THE PROBLEM: Render all of the material below as a Markdown table with two columns, Row and Line. Give each non-blank line its own numbered row, and leave out blank lines.

SUPPLIED RECORDS:
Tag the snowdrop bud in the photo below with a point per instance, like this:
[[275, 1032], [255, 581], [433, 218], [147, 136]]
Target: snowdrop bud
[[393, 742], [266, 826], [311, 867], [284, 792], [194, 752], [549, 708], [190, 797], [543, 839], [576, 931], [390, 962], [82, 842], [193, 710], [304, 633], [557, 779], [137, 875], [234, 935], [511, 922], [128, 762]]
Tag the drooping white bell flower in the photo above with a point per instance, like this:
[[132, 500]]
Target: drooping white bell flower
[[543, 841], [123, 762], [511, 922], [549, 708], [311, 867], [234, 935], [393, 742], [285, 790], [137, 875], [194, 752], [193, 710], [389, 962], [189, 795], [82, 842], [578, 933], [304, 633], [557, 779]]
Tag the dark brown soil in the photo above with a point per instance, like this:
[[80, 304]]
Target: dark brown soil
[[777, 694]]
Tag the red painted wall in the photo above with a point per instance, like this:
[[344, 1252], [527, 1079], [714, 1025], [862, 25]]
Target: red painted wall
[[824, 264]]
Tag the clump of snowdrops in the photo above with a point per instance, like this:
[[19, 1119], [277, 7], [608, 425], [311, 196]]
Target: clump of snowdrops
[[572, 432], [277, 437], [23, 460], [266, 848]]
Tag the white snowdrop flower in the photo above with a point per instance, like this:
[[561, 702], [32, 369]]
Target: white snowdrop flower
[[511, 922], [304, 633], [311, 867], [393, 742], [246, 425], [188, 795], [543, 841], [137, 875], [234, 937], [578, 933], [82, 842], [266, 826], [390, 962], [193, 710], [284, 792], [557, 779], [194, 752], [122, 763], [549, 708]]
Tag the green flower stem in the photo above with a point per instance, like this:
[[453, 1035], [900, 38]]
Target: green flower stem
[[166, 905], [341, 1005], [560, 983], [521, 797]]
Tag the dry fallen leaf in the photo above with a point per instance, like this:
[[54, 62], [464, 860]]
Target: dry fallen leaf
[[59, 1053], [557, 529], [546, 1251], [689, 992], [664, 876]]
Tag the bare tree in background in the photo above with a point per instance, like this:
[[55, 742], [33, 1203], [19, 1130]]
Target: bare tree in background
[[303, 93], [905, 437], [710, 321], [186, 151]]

ANSWER TO THE TASK:
| Row | Line |
|---|---|
| 1 | Tag the snowdrop bud in the photo below with a point per instance, like this: |
| 2 | [[275, 1032], [255, 581], [433, 218], [147, 136]] |
| 3 | Target: snowdrop bud |
| 4 | [[393, 742], [266, 826], [311, 867], [284, 792], [194, 752], [549, 708], [190, 797], [543, 839], [576, 931], [390, 962], [82, 842], [193, 710], [304, 633], [557, 779], [137, 875], [234, 935], [511, 922], [128, 762]] |
| 5 | Tag the drooping white bell flower in the photo above with a point per instance, like this: |
| 6 | [[132, 500]] |
| 7 | Target: drooping white bell flower |
| 8 | [[543, 841], [123, 762], [511, 922], [549, 708], [311, 867], [234, 935], [393, 742], [285, 790], [137, 875], [194, 752], [193, 710], [389, 962], [189, 795], [82, 842], [578, 933], [304, 633], [557, 779]] |
| 9 | Tag the dark brown soil in the photo above with a point per instance, like this: |
| 10 | [[80, 304]] |
| 11 | Target: dark brown soil |
| 12 | [[777, 694]] |
| 13 | Tag the red painted wall in the photo above with a point per instance, like this: |
| 14 | [[344, 1252], [527, 1079], [714, 1025], [862, 25]] |
| 15 | Target: red painted wall |
| 16 | [[824, 264]] |
| 17 | Tag the clump of snowdrops in the photo above with a point per instance, like this: |
| 18 | [[19, 1119], [277, 7], [608, 425], [311, 196]] |
| 19 | Target: clump of snowdrops |
| 20 | [[572, 432], [277, 437], [23, 460], [266, 848]] |
| 21 | Tag the white snowdrop flower in the photo above with a point per instance, like this: |
| 22 | [[561, 702], [32, 369]] |
| 23 | Target: white snowdrop flower |
| 24 | [[511, 922], [304, 633], [311, 867], [393, 742], [246, 425], [188, 795], [543, 841], [137, 875], [234, 937], [578, 933], [82, 842], [266, 826], [390, 962], [193, 710], [284, 792], [557, 779], [194, 752], [122, 763], [549, 708]] |
| 25 | Tag the green flower stem in the photo above with a point per instance, like this: |
| 26 | [[453, 1035], [900, 38]] |
| 27 | Target: green flower stem |
| 28 | [[166, 905], [341, 1005], [560, 983], [521, 797]] |
| 29 | Tag the dry fallen leaf in the photo above with a point per instance, like this: |
| 30 | [[54, 62], [464, 860]] |
| 31 | Target: dry fallen leaf |
| 32 | [[59, 1053], [557, 529], [546, 1251], [689, 992], [664, 876]] |
| 33 | Tag the bare tree in background in the photo above with a point per instance, like this: |
| 34 | [[55, 742], [33, 1203], [19, 1130]] |
| 35 | Target: bare tree in background |
| 36 | [[303, 93], [905, 437], [710, 321], [186, 151]] |